SHORT EXERCISE —
Reproduce the part of the material that opens with the line containing "outline forehead" and continues through the end of the material, swapping "distant" for "far" and leaving everything else unchanged.

TASK DATA —
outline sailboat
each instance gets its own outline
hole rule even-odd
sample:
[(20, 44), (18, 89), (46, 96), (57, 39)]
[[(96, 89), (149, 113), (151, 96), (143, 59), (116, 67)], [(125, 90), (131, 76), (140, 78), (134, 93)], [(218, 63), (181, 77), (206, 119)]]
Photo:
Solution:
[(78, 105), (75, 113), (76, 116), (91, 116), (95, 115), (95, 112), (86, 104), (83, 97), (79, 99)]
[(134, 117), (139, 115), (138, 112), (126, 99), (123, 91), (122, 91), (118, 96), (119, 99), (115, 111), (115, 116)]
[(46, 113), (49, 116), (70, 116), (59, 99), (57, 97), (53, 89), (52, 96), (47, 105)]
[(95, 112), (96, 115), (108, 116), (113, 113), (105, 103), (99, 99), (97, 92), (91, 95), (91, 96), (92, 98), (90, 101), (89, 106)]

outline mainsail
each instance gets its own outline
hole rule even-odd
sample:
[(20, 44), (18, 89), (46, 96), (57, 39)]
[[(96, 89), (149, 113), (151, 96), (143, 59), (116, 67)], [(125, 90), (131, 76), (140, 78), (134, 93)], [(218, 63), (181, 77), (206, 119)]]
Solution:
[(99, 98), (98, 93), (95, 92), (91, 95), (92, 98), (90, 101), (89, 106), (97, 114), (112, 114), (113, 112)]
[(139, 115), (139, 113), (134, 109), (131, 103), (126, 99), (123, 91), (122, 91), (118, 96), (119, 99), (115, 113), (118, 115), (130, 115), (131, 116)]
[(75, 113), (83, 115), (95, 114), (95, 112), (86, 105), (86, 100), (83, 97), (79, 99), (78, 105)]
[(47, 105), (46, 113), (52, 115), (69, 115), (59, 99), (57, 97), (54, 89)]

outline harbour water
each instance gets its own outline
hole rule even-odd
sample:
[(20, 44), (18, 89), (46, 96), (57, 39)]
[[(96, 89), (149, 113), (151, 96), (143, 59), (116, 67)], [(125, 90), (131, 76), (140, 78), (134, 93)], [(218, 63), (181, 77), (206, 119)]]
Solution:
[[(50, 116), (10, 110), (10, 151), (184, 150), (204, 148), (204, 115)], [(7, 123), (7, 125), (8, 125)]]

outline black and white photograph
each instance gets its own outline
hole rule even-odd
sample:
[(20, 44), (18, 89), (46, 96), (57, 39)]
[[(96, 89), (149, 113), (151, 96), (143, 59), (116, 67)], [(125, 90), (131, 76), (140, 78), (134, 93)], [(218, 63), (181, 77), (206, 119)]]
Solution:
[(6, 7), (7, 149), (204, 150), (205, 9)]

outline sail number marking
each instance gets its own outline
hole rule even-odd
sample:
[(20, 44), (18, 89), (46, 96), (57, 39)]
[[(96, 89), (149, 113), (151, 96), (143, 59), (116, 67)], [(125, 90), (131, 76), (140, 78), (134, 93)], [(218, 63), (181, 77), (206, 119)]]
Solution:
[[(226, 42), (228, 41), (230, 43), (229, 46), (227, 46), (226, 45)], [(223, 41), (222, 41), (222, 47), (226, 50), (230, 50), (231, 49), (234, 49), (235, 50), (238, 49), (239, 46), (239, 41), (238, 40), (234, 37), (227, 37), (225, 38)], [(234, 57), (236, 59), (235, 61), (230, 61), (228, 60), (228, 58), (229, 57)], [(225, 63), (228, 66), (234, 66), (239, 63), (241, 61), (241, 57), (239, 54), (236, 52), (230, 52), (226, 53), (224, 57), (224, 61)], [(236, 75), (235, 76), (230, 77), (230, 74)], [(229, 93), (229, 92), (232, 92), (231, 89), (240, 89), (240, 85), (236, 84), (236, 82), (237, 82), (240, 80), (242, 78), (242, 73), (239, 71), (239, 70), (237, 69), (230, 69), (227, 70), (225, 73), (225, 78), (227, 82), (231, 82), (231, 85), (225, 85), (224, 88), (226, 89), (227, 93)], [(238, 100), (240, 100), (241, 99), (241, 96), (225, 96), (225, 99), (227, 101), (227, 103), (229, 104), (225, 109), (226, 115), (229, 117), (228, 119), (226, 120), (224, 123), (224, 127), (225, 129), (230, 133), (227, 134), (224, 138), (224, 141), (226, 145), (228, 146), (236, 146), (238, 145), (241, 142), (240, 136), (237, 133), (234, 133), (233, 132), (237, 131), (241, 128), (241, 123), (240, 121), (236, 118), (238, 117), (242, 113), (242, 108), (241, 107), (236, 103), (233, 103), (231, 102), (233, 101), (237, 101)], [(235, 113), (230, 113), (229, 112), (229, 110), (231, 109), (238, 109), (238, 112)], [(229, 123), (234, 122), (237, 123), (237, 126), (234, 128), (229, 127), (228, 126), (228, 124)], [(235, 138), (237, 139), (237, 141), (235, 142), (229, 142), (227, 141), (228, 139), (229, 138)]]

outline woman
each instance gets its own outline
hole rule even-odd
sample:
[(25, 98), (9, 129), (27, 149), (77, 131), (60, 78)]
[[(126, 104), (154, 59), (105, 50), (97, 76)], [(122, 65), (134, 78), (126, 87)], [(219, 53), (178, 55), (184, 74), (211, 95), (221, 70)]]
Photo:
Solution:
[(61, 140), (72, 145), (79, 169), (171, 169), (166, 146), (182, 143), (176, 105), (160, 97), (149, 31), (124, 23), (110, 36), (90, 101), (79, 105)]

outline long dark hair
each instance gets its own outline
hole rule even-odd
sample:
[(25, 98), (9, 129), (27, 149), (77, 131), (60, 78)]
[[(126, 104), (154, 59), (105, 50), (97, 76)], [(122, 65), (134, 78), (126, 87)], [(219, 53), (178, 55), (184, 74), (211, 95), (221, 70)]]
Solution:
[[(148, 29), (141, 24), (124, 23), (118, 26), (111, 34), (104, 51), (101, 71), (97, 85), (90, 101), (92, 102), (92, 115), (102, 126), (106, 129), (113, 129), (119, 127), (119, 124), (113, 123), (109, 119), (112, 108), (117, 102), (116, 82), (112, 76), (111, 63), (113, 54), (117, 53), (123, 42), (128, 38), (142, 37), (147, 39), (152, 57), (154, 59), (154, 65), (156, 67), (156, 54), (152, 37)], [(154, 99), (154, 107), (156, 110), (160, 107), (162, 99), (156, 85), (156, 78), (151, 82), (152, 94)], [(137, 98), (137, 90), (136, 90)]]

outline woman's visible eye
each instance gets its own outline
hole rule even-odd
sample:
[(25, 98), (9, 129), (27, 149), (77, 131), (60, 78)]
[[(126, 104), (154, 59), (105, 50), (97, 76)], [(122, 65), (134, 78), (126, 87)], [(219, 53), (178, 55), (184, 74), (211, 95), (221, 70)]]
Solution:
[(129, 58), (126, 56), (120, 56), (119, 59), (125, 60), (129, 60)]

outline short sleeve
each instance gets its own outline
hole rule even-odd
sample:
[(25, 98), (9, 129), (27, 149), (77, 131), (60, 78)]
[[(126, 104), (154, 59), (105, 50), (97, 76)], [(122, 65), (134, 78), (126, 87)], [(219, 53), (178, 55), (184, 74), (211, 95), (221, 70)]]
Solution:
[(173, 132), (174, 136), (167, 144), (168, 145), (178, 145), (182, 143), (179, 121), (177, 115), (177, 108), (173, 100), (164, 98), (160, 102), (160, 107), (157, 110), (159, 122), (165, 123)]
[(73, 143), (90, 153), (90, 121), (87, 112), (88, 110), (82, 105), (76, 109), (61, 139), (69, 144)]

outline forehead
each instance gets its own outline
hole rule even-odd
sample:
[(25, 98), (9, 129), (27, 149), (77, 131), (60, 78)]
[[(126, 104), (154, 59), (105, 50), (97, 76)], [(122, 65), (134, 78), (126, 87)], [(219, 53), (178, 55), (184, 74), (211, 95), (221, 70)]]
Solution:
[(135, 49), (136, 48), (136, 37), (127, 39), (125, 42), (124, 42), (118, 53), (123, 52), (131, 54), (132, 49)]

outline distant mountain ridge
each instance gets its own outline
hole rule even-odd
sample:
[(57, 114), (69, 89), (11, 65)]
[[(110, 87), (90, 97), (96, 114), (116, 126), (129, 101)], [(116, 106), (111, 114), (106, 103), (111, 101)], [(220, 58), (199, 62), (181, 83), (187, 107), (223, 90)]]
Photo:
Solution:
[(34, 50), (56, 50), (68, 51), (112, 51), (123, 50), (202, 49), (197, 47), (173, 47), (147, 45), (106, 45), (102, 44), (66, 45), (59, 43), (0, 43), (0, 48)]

RESULT OF THIS EXERCISE —
outline forehead
each instance gets its own outline
hole rule even-odd
sample:
[(25, 98), (9, 129), (27, 149), (77, 131), (60, 78)]
[[(126, 104), (154, 59), (105, 50), (97, 76)], [(122, 65), (134, 78), (126, 87)], [(219, 53), (178, 55), (184, 74), (211, 95), (221, 70)]]
Solution:
[(135, 49), (136, 48), (136, 37), (127, 39), (125, 42), (124, 42), (118, 53), (123, 52), (131, 54), (132, 49)]

outline far mountain ridge
each instance gets its own outline
hole rule even-odd
sample:
[(57, 114), (69, 89), (11, 65)]
[[(110, 87), (90, 97), (96, 114), (116, 126), (129, 101)], [(116, 106), (111, 114), (106, 103), (111, 101)], [(220, 58), (199, 62), (181, 83), (187, 107), (223, 90)]]
Photo:
Solution:
[(34, 50), (56, 50), (68, 51), (112, 51), (123, 50), (202, 49), (197, 47), (173, 47), (147, 45), (106, 45), (102, 44), (66, 45), (59, 43), (0, 43), (0, 48)]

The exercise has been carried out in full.